Diplatyidae is a family of earwigs in the suborder Neodermaptera. It contains three subfamilies, and four genera incertae sedis, one modern and three extinct known from fossils.

==Taxonomy==
Subfamilies and genera as listed at the Dermaptera species file:
- subfamily Cylindrogastrinae Maccagno, 1929
1. Cylindrogaster Stal, 1855
===Diplatyinae===
Authority: Verhoeff, 1902
1. Circodiplatys Steinmann, 1986
2. Diplatyella Gorokhov & Anisyutkin, 1994
3. Diplatys Audinet-Serville, 1831
4. Eudiplatys Steinmann, 1986
5. Mesodiplatys Steinmann, 1986
6. Nannopygia Dohrn, 1862
7. Paradiplatys Zacher, 1910
===Diplatymorphinae===
Authority: V Boeseman, 1954
1. Diplatymorpha Boeseman, 1954
===Genera incertae sedis===
1. †Acanthodiplatys Ren, Zhang, Shih & Ren, 2018: monotypic A. leptocercus Ren, Zhang, Shih & Ren, 2018
2. †Hirtidiplatys Ren, Zhang, Shih & Ren, 2018: monotypic H. cardiophyllus Ren, Zhang, Shih & Ren, 2018
3. Songmaella Gorokhov & Anisyutkin, 1994: monotypic S. princeps Gorokhov & Anisyutkin, 1994
4. †Tytthodiplatys Engel, 2011
The genus Tytthodiplatys was described in 2011 from a fossil found in Burmese amber which dates to the Albian age of the Cretaceous. It was not placed into the subfamily Diplatyinae, and is the oldest confirmed member of the family.

**Task details**
Pull out the passage of the Diplatyidae text from "Diplatyidae is a" up to and including "known from fossils.", word for word. The listing that comes next has nothing to do with the Diplatyidae text.

**Data section**
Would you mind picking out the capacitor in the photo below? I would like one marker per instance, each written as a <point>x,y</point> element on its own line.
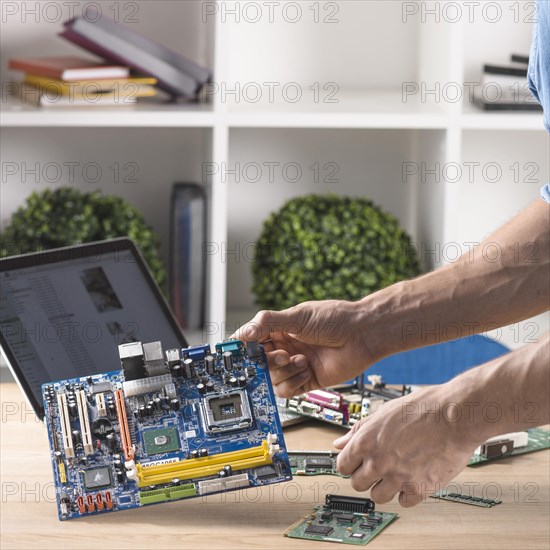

**Exercise result**
Diplatyidae is a family of earwigs in the suborder Neodermaptera. It contains three subfamilies, and four genera incertae sedis, one modern and three extinct known from fossils.